January 14 – In New York City, Alan Freed produces the first rock and roll concert.
January 27 – Michael Tippett's opera The Midsummer Marriage is premiered at the Royal Opera House, Covent Garden in London, conducted by John Pritchard, with designs by Barbara Hepworth and choreography by John Cranko; it arouses controversy.
February 19 – Dot Records introduces a new singer, Pat Boone, with an advertisement in Billboard magazine calling him "a great new voice". His first record for Dot Records is "Two Hearts, Two Kisses, One Love."
February 24 – Carlisle Floyd's opera Susannah is premiered in the Ruby Diamond Auditorium of Florida State University, Tallahassee with Phyllis Curtin in the title role.
February 26 – For the first time since their introduction in 1949, 45 rpm discs begin to outsell standard 78s.
February – Kay Starr leaves Capitol to sign with RCA.
March 3 – Italian soprano Mirella Freni makes her operatic debut as Micaëla in Carmen at the Teatro Municipale in her native Modena.
March 7 – The Broadway production of Peter Pan, starring Mary Martin, is presented on American television for the first time by NBC-TV with its original cast, as an installment of Producers' Showcase. It is also the first time that a stage musical is presented in its entirety on TV almost exactly as it was performed on stage. This program gains the largest viewership of a TV special up to this time and becomes one of the first great TV family musical classics.

# # #

• STATED EXERCISE 1
Name every record label that appears in the list of music events.
• STATED EXERCISE 2
Count the lines of the records that contain the word "white", and state only that number.
The records that follow bear no relation to the list of music events.

# # #

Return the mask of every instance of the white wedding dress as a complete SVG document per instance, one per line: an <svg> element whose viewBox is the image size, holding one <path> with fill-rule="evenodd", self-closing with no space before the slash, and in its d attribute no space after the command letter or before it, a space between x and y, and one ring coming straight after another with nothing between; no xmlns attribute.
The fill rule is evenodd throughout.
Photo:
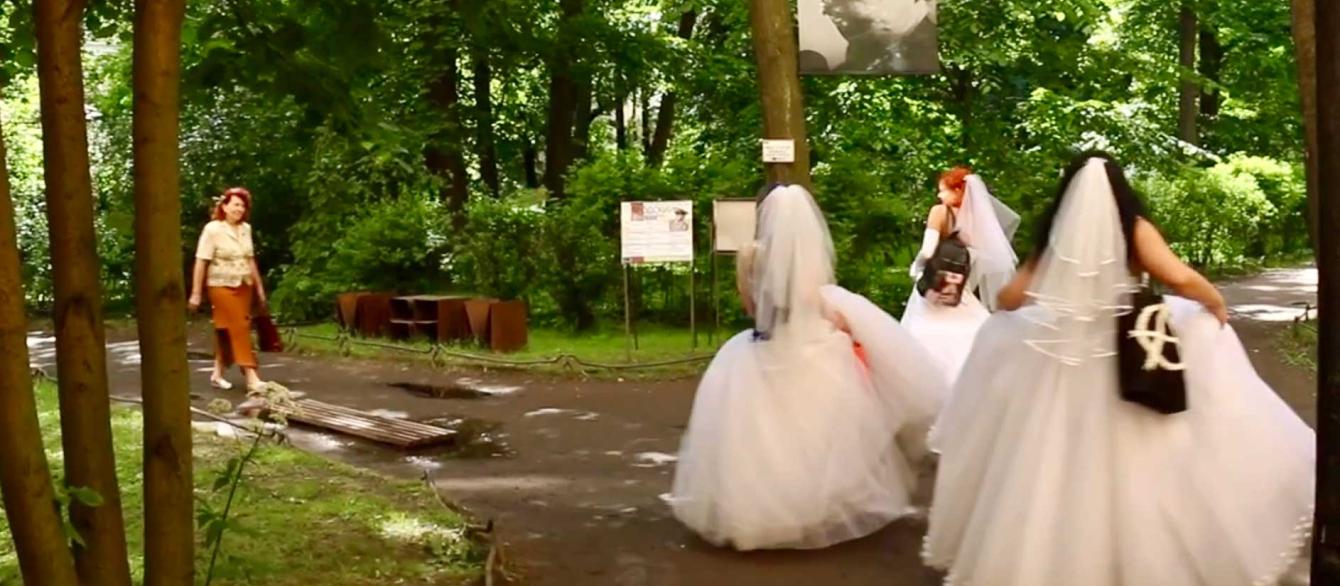
<svg viewBox="0 0 1340 586"><path fill-rule="evenodd" d="M915 476L895 436L934 416L945 385L898 322L831 284L832 241L808 192L773 190L758 232L757 327L704 374L669 502L714 544L825 547L910 512Z"/></svg>
<svg viewBox="0 0 1340 586"><path fill-rule="evenodd" d="M969 284L963 287L962 299L954 307L945 307L926 300L913 287L903 308L900 323L926 347L950 389L973 349L977 331L992 315L996 294L1014 276L1018 257L1010 239L1018 223L1018 215L992 196L981 177L967 176L959 212L957 216L950 215L950 232L957 229L972 257ZM939 239L938 231L926 229L922 249L913 263L913 279L921 276L925 261L934 255ZM986 303L974 291L981 292ZM945 433L945 421L935 421L927 440L930 449L939 451L939 436Z"/></svg>
<svg viewBox="0 0 1340 586"><path fill-rule="evenodd" d="M923 558L949 586L1266 586L1308 538L1315 434L1231 327L1167 296L1189 410L1119 397L1114 291L1134 278L1112 201L1089 162L1037 303L986 322L945 406Z"/></svg>

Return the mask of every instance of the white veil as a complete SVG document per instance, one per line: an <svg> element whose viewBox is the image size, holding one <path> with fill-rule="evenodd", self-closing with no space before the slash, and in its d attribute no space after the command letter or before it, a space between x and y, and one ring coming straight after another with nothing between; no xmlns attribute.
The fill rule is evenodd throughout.
<svg viewBox="0 0 1340 586"><path fill-rule="evenodd" d="M1089 158L1075 174L1052 219L1047 249L1028 295L1048 311L1043 334L1025 341L1067 365L1116 354L1116 315L1135 284L1127 267L1107 161Z"/></svg>
<svg viewBox="0 0 1340 586"><path fill-rule="evenodd" d="M996 310L996 294L1014 278L1018 255L1010 245L1018 228L1018 215L992 196L976 174L966 178L963 204L958 215L958 237L973 251L969 288L977 288L988 310Z"/></svg>
<svg viewBox="0 0 1340 586"><path fill-rule="evenodd" d="M833 283L833 241L805 188L783 185L762 200L756 245L754 330L823 319L819 290Z"/></svg>

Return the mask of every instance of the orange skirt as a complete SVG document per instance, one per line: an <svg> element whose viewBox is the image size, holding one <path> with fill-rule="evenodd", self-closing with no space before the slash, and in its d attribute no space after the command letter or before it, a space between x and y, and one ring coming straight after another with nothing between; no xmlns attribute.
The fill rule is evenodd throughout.
<svg viewBox="0 0 1340 586"><path fill-rule="evenodd" d="M251 347L252 287L209 287L209 304L214 315L214 357L224 366L256 367Z"/></svg>

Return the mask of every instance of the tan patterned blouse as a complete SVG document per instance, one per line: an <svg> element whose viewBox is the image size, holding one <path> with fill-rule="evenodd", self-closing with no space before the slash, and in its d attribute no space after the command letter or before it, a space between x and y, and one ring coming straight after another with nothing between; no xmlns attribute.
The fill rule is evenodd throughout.
<svg viewBox="0 0 1340 586"><path fill-rule="evenodd" d="M256 249L251 240L251 224L233 227L222 220L205 224L200 232L196 257L209 261L209 287L240 287L252 283L252 257Z"/></svg>

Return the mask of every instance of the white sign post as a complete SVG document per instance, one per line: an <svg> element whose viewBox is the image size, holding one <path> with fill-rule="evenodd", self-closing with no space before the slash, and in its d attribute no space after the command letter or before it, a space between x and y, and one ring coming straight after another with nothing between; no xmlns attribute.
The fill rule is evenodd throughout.
<svg viewBox="0 0 1340 586"><path fill-rule="evenodd" d="M764 138L762 162L796 162L796 141Z"/></svg>
<svg viewBox="0 0 1340 586"><path fill-rule="evenodd" d="M628 271L636 264L689 263L689 330L698 347L693 275L693 201L624 201L619 205L619 256L623 260L623 329L628 359L636 349Z"/></svg>

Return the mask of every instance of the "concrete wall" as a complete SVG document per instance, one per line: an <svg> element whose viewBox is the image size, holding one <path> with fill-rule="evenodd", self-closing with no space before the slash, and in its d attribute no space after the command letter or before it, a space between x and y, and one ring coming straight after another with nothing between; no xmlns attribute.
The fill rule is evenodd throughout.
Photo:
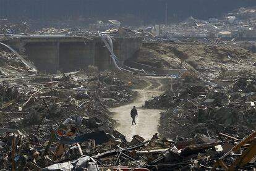
<svg viewBox="0 0 256 171"><path fill-rule="evenodd" d="M38 70L55 73L59 70L59 47L58 42L29 43L25 46L28 59Z"/></svg>
<svg viewBox="0 0 256 171"><path fill-rule="evenodd" d="M91 43L83 42L61 43L59 44L59 69L63 72L85 69L93 65Z"/></svg>
<svg viewBox="0 0 256 171"><path fill-rule="evenodd" d="M113 41L117 64L132 57L142 44L141 38L116 38ZM56 73L85 69L97 66L100 70L114 68L110 52L100 38L84 40L74 37L26 37L11 39L9 45L27 56L38 70Z"/></svg>

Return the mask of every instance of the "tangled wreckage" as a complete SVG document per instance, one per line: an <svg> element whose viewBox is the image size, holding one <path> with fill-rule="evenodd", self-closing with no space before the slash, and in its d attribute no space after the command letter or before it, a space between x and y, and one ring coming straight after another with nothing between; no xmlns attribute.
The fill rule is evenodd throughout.
<svg viewBox="0 0 256 171"><path fill-rule="evenodd" d="M126 66L124 60L120 66L111 36L100 35L104 43L99 46L105 44L107 52L95 56L106 56L108 65L116 70L100 72L96 67L89 66L65 73L36 73L29 61L33 56L28 54L27 59L11 47L7 47L11 51L0 50L1 169L253 170L256 167L254 54L229 45L140 41L134 48L142 47L126 61L130 65ZM59 40L61 36L54 38ZM79 43L83 46L85 40ZM63 43L56 44L59 48L59 43L61 47ZM195 51L205 57L195 56ZM132 70L134 66L143 69ZM233 73L238 66L240 70ZM171 67L175 69L167 69ZM144 107L166 110L161 114L160 135L145 140L134 135L128 141L114 130L115 120L108 109L130 102L137 96L132 89L147 86L136 75L155 76L158 72L158 77L169 73L165 85L168 90L147 101Z"/></svg>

# # #

• CORRECT RESPONSE 1
Dot Records, Capitol, RCA

• CORRECT RESPONSE 2
3